[Registros de anotação de contornos]
>>>>

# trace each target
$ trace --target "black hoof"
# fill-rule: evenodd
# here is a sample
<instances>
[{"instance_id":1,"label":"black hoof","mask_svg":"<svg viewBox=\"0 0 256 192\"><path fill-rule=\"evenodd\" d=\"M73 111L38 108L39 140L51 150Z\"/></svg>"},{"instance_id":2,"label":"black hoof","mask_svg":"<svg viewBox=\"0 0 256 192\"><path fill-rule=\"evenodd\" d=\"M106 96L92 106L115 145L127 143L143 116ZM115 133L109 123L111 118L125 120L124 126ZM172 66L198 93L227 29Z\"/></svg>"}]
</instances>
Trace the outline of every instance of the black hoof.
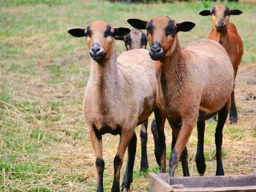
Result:
<instances>
[{"instance_id":1,"label":"black hoof","mask_svg":"<svg viewBox=\"0 0 256 192\"><path fill-rule=\"evenodd\" d=\"M237 123L237 118L230 118L230 124L236 125Z\"/></svg>"},{"instance_id":2,"label":"black hoof","mask_svg":"<svg viewBox=\"0 0 256 192\"><path fill-rule=\"evenodd\" d=\"M195 162L196 162L196 164L197 164L197 172L198 172L199 174L200 175L203 175L205 174L206 169L206 163L205 163L204 158L203 158L203 159L202 159L202 158L200 158L200 159L196 158L195 159Z\"/></svg>"},{"instance_id":3,"label":"black hoof","mask_svg":"<svg viewBox=\"0 0 256 192\"><path fill-rule=\"evenodd\" d=\"M121 191L129 191L130 188L130 184L125 183L124 182L121 184Z\"/></svg>"},{"instance_id":4,"label":"black hoof","mask_svg":"<svg viewBox=\"0 0 256 192\"><path fill-rule=\"evenodd\" d=\"M146 172L147 170L148 170L148 165L147 165L147 164L141 165L140 172Z\"/></svg>"}]
</instances>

<<<<

> _O que fazer_
Quais linhas do material contêm a palavra "hoof"? Extraia todas elas, diferenciando maiúsculas de minúsculas.

> _Resposta da tarefa_
$ trace --target "black hoof"
[{"instance_id":1,"label":"black hoof","mask_svg":"<svg viewBox=\"0 0 256 192\"><path fill-rule=\"evenodd\" d=\"M73 111L38 108L39 140L51 150Z\"/></svg>"},{"instance_id":2,"label":"black hoof","mask_svg":"<svg viewBox=\"0 0 256 192\"><path fill-rule=\"evenodd\" d=\"M106 96L92 106L115 145L127 143L143 116ZM115 133L109 123L111 118L125 120L124 126ZM172 66L198 93L227 29Z\"/></svg>"}]
Trace the outline of every instance of the black hoof.
[{"instance_id":1,"label":"black hoof","mask_svg":"<svg viewBox=\"0 0 256 192\"><path fill-rule=\"evenodd\" d=\"M237 123L237 118L230 118L230 124L236 125Z\"/></svg>"},{"instance_id":2,"label":"black hoof","mask_svg":"<svg viewBox=\"0 0 256 192\"><path fill-rule=\"evenodd\" d=\"M195 162L196 162L196 164L197 164L197 172L198 172L199 174L200 175L203 175L205 174L206 169L206 163L205 163L204 158L203 158L203 159L202 159L202 158L200 158L200 159L196 158L195 159Z\"/></svg>"},{"instance_id":3,"label":"black hoof","mask_svg":"<svg viewBox=\"0 0 256 192\"><path fill-rule=\"evenodd\" d=\"M121 191L129 191L130 188L130 184L125 183L124 182L121 184Z\"/></svg>"},{"instance_id":4,"label":"black hoof","mask_svg":"<svg viewBox=\"0 0 256 192\"><path fill-rule=\"evenodd\" d=\"M146 172L147 170L148 170L148 165L147 165L147 164L141 165L140 172Z\"/></svg>"}]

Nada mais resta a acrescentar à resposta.